[Items listed in a dataset]
(begin)
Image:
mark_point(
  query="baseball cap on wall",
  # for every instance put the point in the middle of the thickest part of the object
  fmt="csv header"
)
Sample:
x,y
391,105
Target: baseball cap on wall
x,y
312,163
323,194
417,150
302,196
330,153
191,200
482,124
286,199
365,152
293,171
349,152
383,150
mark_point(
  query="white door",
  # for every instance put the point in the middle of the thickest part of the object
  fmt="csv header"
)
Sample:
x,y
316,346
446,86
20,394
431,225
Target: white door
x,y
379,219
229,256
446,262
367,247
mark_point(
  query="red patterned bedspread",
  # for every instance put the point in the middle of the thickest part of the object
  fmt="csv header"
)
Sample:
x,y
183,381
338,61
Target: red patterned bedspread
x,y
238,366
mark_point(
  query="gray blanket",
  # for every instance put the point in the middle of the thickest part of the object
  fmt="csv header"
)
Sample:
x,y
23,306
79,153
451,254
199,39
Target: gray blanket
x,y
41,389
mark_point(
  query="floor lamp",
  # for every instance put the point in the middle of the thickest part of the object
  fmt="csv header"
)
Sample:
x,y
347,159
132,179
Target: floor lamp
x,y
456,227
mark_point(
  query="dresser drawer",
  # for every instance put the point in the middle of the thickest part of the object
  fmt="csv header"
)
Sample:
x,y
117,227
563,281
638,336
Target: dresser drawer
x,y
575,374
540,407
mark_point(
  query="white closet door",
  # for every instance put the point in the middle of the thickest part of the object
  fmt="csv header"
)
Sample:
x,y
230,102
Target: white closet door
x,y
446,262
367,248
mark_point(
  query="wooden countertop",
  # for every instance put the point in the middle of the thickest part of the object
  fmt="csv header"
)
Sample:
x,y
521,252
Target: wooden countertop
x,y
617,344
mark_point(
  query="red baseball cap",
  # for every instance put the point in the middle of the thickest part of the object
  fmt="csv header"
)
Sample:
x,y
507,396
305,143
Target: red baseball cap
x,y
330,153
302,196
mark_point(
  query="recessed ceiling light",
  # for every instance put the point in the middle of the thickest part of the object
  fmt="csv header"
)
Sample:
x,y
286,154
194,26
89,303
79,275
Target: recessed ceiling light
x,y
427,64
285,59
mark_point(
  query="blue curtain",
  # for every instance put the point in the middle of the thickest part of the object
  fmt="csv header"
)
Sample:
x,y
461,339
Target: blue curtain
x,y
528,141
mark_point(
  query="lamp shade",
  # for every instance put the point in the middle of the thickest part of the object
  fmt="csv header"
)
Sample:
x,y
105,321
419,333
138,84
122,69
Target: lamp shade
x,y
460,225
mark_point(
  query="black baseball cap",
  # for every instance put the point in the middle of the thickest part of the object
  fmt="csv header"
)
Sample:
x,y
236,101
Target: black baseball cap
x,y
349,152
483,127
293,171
(end)
_Written task_: Here, the records must be output exactly and in full.

_Answer for this exercise_:
Image:
mark_point(
  query="baseball cap on wall",
  # for every instance put the point in the middle of the thickest part of the object
  fmt="csv header"
)
Sample:
x,y
391,105
Target: baseball cap on wall
x,y
312,163
323,194
417,150
302,196
330,153
191,200
482,124
286,199
365,152
293,171
349,152
383,150
mark_point(
  query="white door",
  # for every instance put the point in the middle of the thickest part of the object
  fmt="csv header"
)
Sample:
x,y
316,346
446,86
20,394
431,225
Target: white door
x,y
379,219
229,256
446,262
367,247
mark_point(
  query="red patterned bedspread",
  # for every instance put the point in the middle of the thickest part of the object
  fmt="csv header"
)
Sample:
x,y
183,381
338,61
Target: red patterned bedspread
x,y
238,366
mark_point(
  query="gray blanket",
  # for every instance put the point in the middle of the thickest part of the object
  fmt="csv header"
)
Sample:
x,y
23,306
79,153
451,254
199,39
Target: gray blanket
x,y
41,389
mark_point(
  query="floor lamp",
  # for every instance put the point in the middle of the thickest part of the object
  fmt="csv header"
)
Sample:
x,y
347,159
132,179
Target: floor lamp
x,y
456,227
mark_point(
  query="dresser drawer",
  # for every instance put the point in the middle of the thickest part of the object
  fmt="csv header"
)
Sample:
x,y
117,227
563,281
638,336
Target: dresser drawer
x,y
575,374
540,407
mark_point(
  query="white closet door",
  # for every instance put the point in the middle of the thickest part of the object
  fmt="csv header"
)
Sample:
x,y
230,102
Target: white closet door
x,y
446,262
367,248
mark_point(
  query="wooden countertop",
  # for every instance put the point in the middle of the thickest part of the object
  fmt="csv header"
)
Sample:
x,y
521,252
Target: wooden countertop
x,y
617,344
mark_point(
  query="red baseball cap",
  # for every instance put the point in the middle of the thickest part of the object
  fmt="csv header"
)
Sample:
x,y
507,396
305,143
Target: red baseball cap
x,y
330,153
302,196
mark_point(
  query="recessed ceiling light",
  # for every instance put the point in the middle of the thickest part of the object
  fmt="csv header"
)
Sample:
x,y
286,154
194,26
89,303
79,275
Target: recessed ceiling light
x,y
427,64
285,59
mark_point(
  query="blue curtain",
  # for every instance put the point in the middle of the thickest part of the object
  fmt="csv header"
)
Sample:
x,y
461,339
Target: blue curtain
x,y
528,141
mark_point(
  query="lamp shade",
  # for every instance put the point in the middle of the thickest part of the object
  fmt="csv header"
)
Sample:
x,y
105,321
419,333
138,84
122,69
Target: lamp shade
x,y
460,225
mark_point(
  query="black baseball cap",
  # for every instance put the point in the middle of the thickest part of the object
  fmt="csv header"
)
Sample:
x,y
236,101
Target: black baseball cap
x,y
349,152
483,127
293,171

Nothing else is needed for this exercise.